** Il tuo obiettivo **
Puoi riscrivere i record dalla riga che contiene "[locate] yellow safety" fino alla fine dei record, sostituendo "helmet" con "hard hat" e lasciando invariato tutto il resto?

** Materiale di lavoro **
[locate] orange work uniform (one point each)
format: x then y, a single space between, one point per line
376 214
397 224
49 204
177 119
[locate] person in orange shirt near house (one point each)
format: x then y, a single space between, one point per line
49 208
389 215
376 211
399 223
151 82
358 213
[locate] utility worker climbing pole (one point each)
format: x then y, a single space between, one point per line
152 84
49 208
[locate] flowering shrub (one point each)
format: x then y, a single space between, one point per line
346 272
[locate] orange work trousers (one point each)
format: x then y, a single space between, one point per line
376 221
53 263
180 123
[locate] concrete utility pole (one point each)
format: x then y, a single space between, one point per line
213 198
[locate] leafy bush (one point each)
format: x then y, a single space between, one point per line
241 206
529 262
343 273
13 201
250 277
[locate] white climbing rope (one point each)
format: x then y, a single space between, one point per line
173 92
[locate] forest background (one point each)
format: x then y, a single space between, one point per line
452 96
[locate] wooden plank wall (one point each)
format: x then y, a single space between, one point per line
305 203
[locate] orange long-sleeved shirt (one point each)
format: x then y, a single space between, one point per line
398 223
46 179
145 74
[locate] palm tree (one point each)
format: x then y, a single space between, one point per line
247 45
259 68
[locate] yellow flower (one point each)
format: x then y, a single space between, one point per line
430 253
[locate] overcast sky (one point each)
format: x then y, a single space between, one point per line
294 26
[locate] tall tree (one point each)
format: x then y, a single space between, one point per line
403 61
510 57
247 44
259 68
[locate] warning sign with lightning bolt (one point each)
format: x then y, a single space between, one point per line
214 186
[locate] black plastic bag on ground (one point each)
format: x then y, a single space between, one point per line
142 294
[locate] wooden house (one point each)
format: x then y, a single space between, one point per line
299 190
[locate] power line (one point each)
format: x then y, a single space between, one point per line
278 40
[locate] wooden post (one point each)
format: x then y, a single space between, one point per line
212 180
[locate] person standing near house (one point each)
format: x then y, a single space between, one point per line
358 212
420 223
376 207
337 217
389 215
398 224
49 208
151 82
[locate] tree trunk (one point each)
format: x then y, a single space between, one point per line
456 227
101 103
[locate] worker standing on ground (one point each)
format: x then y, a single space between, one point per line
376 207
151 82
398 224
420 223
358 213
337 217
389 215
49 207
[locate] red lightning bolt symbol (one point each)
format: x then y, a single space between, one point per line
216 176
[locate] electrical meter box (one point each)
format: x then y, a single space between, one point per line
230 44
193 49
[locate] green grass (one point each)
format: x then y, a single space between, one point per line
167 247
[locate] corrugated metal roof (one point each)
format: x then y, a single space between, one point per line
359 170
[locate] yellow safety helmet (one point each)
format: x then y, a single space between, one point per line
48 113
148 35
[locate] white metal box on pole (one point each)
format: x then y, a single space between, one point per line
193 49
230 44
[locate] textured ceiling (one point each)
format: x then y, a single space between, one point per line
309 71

** Risposta attesa **
[locate] yellow safety hard hat (one point each)
format: x then y, a single space between, one point per line
48 113
148 35
[locate] white metal box on pole (one point each)
format: x then y, a single space between, one point per line
193 49
230 44
[locate] textured ceiling (one point each)
format: x then y, a single space between, one point per line
309 71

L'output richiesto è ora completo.